### Selected passage
· · · ·

In the Sixth Form students can choose to study an A level course in Product Design where they will investigate historical, socio-cultural, environmental and economic influences on design and technology, and have the opportunity to put their learning into practice by producing prototypes in our state of the art workshops.
To view a full summary of our KS3 and KS4 Design and Technology curriculum please click here
To view information about A level Product Design at the Green School Sixth Form please click here
How do we study Design and Technology?
Every project in Design and Technology has a combination of practical active learning and a range of other learning activities in which students are introduced to aspects of present and future technologies. Each project has an element of research, designing, developing, making and evaluating. The style of learning in the lesson will depend on which stage of the project you are at.
Presentation of Work
Project work is carried out in booklets which provide structure and scaffolding to student's work. These should be kept in good condition and all work should be presented neatly and legibly. Each unit will start with a unit checklist for self- assessment and end with a feed forward sheet to allow for student reflection. When students are responding to improvements they must use green pen.
At KS3 home learning booklets are provided separately to the classwork booklets, these should be kept in good condition and ideally stored in a plastic wallet or folder. These tasks are supported by individual YouTube clips posted in the Google classroom. At KS4, preparation tasks will be set to develop your NEA coursework, these are supported by a dedicated YouTube channel for personal research.
Co - curricular activities
Our Year 7 students take part in the Race for the Line Global Model Rocket Car Challenge for schools. We also take advantage of links in our local area to provide visits to the London Transport Museum Depot in Acton, STEM events at Brunel University and projects with BAA Heathrow.
How parents/carers can support their children
Students should have a basic set of equipment for writing and drawing at home this includes pens, pencils and a set of coloured pencils or pens which are essential to properly complete the home learning tasks. A plastic wallet / portfolio is also a useful item to keep work safe and presentable in transit! We are lucky to live in London and have relatively easy access to a wide range of museums and galleries. Why not take your son to The Design Museum, the Kirkaldy Testing Museum, or our local Museum of Water and Steam in Kew!
Set Phasers on Stun: And Other True Tales of Design, Technology and Human Error by S.M. Casey
Soonish: Ten Emerging Technologies That'll Improve and/or Ruin Everything by Kelly and Zak Weinersmith
The Fall of Dreams by Ryan LaSalle
Formative assessment will take place in lessons through discussion and plenaries. Assessment focuses on the five stages of design within each project (Research; Design; Development; Making and Evaluation). Summative assessment takes place at the end of a topic where strengths and improvements are identified and students respond to this feedforward. There are formal examinations at the end of each year.
Careers Leading on from Design and Technology
Design and technology can set you up for a career in a wide variety of industries such as fashion, engineering, architecture, information technology, careers in hospitality, and even education.
Popular careers for people with design and technology qualifications include: fashion designer, tailor, product designer, architect, software engineer, civil engineer, carpenter, chef, graphic designer, electrical engineer, game designer.

· · · ·

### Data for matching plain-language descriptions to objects
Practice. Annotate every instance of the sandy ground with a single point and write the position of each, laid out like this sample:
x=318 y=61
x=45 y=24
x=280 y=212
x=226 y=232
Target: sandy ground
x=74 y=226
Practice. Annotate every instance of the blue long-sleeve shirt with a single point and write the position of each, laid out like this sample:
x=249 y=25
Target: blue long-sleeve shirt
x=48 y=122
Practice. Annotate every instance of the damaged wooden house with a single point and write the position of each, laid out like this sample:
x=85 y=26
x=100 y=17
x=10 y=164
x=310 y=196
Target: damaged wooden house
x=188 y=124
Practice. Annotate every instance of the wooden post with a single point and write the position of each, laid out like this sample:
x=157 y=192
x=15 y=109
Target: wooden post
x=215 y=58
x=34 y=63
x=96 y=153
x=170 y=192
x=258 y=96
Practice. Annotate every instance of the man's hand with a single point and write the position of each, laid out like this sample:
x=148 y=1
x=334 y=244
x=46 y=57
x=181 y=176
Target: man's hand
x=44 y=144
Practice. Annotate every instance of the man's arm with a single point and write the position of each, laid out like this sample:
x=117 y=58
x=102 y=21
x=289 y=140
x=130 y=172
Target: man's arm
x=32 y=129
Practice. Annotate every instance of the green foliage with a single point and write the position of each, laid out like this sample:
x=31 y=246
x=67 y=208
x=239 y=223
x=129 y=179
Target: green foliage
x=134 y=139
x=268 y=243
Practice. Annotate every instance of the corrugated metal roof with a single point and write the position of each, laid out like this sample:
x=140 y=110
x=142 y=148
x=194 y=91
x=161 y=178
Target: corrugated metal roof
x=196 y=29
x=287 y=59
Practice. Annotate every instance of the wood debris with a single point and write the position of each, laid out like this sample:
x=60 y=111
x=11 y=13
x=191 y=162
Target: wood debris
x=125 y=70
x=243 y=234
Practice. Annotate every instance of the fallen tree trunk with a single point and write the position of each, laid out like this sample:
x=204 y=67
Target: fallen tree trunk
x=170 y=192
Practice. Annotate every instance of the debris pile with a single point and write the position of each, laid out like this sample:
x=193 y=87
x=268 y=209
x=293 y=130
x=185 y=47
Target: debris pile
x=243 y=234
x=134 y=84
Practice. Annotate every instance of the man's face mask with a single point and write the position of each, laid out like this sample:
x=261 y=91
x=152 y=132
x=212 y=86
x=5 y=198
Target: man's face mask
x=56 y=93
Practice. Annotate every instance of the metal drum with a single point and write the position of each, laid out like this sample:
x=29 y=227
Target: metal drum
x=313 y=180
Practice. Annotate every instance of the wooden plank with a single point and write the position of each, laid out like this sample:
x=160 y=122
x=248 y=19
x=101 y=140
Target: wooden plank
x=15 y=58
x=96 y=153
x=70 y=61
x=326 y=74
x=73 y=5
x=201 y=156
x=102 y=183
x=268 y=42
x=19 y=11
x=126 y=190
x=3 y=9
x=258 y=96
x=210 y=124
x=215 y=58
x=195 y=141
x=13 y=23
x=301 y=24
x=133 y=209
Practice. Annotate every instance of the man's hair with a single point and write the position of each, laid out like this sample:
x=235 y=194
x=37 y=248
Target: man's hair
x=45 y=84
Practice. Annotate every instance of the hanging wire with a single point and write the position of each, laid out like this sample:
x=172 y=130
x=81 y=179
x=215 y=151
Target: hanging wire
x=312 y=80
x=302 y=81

· · · ·

Write out the stretch of the Design and Technology page from "Presentation of Work" through "use green pen.", keeping every word unchanged. These rows were taken from a separate source.

### Answer area
Presentation of Work
Project work is carried out in booklets which provide structure and scaffolding to student's work. These should be kept in good condition and all work should be presented neatly and legibly. Each unit will start with a unit checklist for self- assessment and end with a feed forward sheet to allow for student reflection. When students are responding to improvements they must use green pen.